Information shown →
+ + +

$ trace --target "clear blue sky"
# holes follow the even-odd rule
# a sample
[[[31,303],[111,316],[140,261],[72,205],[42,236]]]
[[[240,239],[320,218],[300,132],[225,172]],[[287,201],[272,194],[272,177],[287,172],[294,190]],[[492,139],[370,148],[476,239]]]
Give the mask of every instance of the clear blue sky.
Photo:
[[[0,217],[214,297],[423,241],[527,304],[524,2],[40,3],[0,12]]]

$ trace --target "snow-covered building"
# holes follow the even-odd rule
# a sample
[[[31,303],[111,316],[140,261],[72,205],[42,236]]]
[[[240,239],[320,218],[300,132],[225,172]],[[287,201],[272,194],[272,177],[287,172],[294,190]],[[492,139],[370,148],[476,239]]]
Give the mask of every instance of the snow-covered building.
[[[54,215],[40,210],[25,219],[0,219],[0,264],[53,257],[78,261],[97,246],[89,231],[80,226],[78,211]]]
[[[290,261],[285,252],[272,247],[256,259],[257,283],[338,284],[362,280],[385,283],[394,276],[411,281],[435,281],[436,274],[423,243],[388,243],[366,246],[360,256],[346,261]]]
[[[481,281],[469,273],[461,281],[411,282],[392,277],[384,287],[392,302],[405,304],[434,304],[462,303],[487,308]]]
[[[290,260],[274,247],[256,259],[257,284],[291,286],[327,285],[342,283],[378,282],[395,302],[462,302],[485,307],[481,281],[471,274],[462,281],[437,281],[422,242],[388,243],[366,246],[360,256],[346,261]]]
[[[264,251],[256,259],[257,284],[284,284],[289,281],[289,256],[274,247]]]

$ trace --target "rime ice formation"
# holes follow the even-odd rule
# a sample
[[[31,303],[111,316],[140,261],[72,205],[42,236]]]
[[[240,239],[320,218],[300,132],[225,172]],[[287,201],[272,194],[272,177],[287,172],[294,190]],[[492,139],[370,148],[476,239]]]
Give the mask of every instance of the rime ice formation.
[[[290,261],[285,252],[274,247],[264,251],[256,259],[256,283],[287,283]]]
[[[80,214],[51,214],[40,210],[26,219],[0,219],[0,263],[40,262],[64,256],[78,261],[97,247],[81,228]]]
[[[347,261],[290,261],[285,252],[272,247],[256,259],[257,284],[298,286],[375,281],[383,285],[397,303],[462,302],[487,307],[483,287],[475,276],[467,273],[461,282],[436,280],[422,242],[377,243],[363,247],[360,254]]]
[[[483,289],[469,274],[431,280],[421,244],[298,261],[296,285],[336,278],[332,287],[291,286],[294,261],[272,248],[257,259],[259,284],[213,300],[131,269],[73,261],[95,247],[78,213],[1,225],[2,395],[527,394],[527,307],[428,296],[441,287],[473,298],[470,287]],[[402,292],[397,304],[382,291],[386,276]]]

+ + +

Set task → Rewrite the listing above with every occurrence of "mask" changed to "outline" and everything else left as it is.

Reply →
$ trace --target "clear blue sky"
# holes follow the even-odd rule
# a sample
[[[31,303],[111,316],[140,261],[72,205],[42,236]]]
[[[240,239],[320,218],[300,132],[225,172]],[[287,201],[272,194],[272,177],[287,172],[294,190]],[[492,139],[370,148],[476,239]]]
Give the outline of every instance of the clear blue sky.
Photo:
[[[0,217],[214,297],[423,241],[527,304],[524,2],[40,3],[0,12]]]

$ trace --target "snow-covered building"
# holes follow the even-odd rule
# a sample
[[[31,303],[111,316],[140,261],[72,205],[42,236]]]
[[[240,239],[320,218],[300,132],[225,172]],[[287,201],[272,194],[272,177],[287,172],[294,190]],[[492,139],[370,148],[476,239]]]
Give the outline of every instance of the snow-covered building.
[[[54,215],[40,210],[25,219],[0,219],[0,264],[53,257],[78,261],[97,246],[89,231],[80,226],[78,211]]]
[[[290,261],[285,252],[272,247],[256,259],[257,283],[338,284],[362,280],[385,283],[394,276],[411,281],[435,281],[436,274],[423,243],[388,243],[366,246],[360,256],[346,261]]]
[[[481,281],[469,273],[461,281],[411,282],[392,277],[384,287],[392,302],[405,304],[434,304],[462,303],[487,308]]]
[[[290,260],[274,247],[256,259],[257,284],[291,286],[327,285],[342,283],[378,282],[395,302],[462,302],[485,307],[481,281],[471,274],[462,281],[437,281],[422,242],[388,243],[366,246],[360,256],[346,261]]]
[[[264,251],[256,259],[257,284],[284,284],[289,281],[289,256],[274,247]]]

$ trace --target "rime ice formation"
# holes follow the even-odd rule
# a sample
[[[31,303],[111,316],[140,261],[72,205],[42,236]]]
[[[240,239],[320,218],[300,132],[225,172]],[[287,201],[272,194],[272,177],[287,172],[294,190]],[[492,139],[370,148],[476,239]]]
Give the outline of every instance of the rime ice formation.
[[[290,261],[285,252],[274,247],[264,251],[256,259],[256,283],[287,283]]]
[[[80,214],[51,214],[40,210],[26,219],[0,219],[0,263],[40,262],[64,256],[78,261],[97,247],[81,228]]]
[[[347,261],[290,261],[285,252],[272,247],[256,259],[257,284],[298,286],[375,281],[383,285],[397,303],[462,302],[487,307],[483,287],[475,276],[467,273],[461,282],[436,280],[422,242],[377,243],[363,247],[360,254]]]
[[[483,289],[469,274],[431,280],[421,244],[298,261],[296,285],[336,278],[332,287],[291,286],[294,261],[272,248],[257,259],[259,284],[213,300],[131,269],[73,261],[95,247],[78,213],[1,225],[2,395],[527,394],[527,307],[428,296],[441,287],[473,298],[470,287]],[[402,292],[397,304],[382,291],[386,276]]]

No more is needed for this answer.